• **Available records**:
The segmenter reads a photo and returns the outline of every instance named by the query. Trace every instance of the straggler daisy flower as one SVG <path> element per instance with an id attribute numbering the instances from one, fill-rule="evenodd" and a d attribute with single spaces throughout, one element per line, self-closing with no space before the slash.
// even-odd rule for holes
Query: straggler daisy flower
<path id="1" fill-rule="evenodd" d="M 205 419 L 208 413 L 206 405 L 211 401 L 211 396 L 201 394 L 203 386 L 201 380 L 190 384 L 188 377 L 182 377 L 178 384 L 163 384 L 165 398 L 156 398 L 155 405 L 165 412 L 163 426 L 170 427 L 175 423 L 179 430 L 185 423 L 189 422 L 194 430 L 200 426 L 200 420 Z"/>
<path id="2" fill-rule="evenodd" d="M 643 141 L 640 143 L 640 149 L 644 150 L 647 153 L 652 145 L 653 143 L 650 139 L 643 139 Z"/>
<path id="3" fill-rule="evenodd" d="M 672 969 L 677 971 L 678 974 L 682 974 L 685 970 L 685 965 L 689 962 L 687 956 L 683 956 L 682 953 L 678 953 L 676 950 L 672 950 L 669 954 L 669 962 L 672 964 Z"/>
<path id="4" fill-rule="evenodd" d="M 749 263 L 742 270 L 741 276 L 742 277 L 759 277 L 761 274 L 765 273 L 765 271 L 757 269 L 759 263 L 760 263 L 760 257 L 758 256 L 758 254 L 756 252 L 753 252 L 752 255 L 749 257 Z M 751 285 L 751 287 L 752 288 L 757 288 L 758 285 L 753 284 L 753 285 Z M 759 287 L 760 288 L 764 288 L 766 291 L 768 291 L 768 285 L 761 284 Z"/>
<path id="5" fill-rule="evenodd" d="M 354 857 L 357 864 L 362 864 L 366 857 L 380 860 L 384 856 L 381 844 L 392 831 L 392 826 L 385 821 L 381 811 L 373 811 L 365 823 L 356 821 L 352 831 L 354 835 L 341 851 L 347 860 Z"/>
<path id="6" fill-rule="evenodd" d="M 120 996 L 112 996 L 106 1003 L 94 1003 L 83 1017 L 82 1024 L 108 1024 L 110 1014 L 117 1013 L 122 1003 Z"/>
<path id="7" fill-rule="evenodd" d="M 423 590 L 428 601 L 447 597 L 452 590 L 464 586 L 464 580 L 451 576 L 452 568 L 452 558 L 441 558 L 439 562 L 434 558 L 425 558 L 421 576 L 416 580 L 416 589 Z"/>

==

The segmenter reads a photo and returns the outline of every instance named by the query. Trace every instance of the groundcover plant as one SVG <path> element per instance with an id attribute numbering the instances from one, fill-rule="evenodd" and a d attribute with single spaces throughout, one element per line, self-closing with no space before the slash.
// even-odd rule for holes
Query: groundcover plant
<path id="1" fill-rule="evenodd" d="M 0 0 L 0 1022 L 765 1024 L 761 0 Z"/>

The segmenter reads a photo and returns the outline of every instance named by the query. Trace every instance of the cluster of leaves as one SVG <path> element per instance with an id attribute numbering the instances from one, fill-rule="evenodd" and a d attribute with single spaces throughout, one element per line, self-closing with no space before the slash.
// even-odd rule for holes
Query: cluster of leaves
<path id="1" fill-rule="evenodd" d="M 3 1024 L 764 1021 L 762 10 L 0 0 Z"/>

--

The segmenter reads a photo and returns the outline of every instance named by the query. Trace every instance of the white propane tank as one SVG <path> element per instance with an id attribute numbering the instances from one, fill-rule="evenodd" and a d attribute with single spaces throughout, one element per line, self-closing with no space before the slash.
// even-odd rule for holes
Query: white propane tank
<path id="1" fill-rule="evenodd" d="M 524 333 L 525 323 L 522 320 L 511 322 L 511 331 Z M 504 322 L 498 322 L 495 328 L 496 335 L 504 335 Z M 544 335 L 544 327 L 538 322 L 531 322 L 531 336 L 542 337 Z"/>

• **Problem to solve**:
Please list every line of the records that contains "Trace".

• **Answer box**:
The segmenter reads a photo and returns the outline of every instance named by the query. Trace every instance of the straggler daisy flower as one SVG <path> element per instance with an id attribute numbering the instances from one, fill-rule="evenodd" and a d attribute with single spaces throughout, one element per line, self-closing with no space before the slash.
The segmenter reads a photo and returns the outline of every instance named by the query. Trace every instance of the groundcover plant as one SVG <path> element per instance with an id attribute numbering the instances from one, fill-rule="evenodd" and a d attribute with single spaces throughout, one element per line, self-closing with no space before the slash.
The segmenter reads a photo and returns the outline of every instance named by the query. Trace every instance of the cluster of leaves as one SVG <path> element per instance with an id attribute numbering the instances from one, fill-rule="evenodd" and a d attribute with single spaces throughout, one element per line, self-closing with no space before the slash.
The segmenter reads a photo and returns the outline of every instance named by the query. Trace every instance of the white propane tank as one SVG <path> element per instance with an id attribute numbering the instances from one, fill-rule="evenodd" and a d attribute with single spaces throughout, one element per line, self-closing with no space before the slash.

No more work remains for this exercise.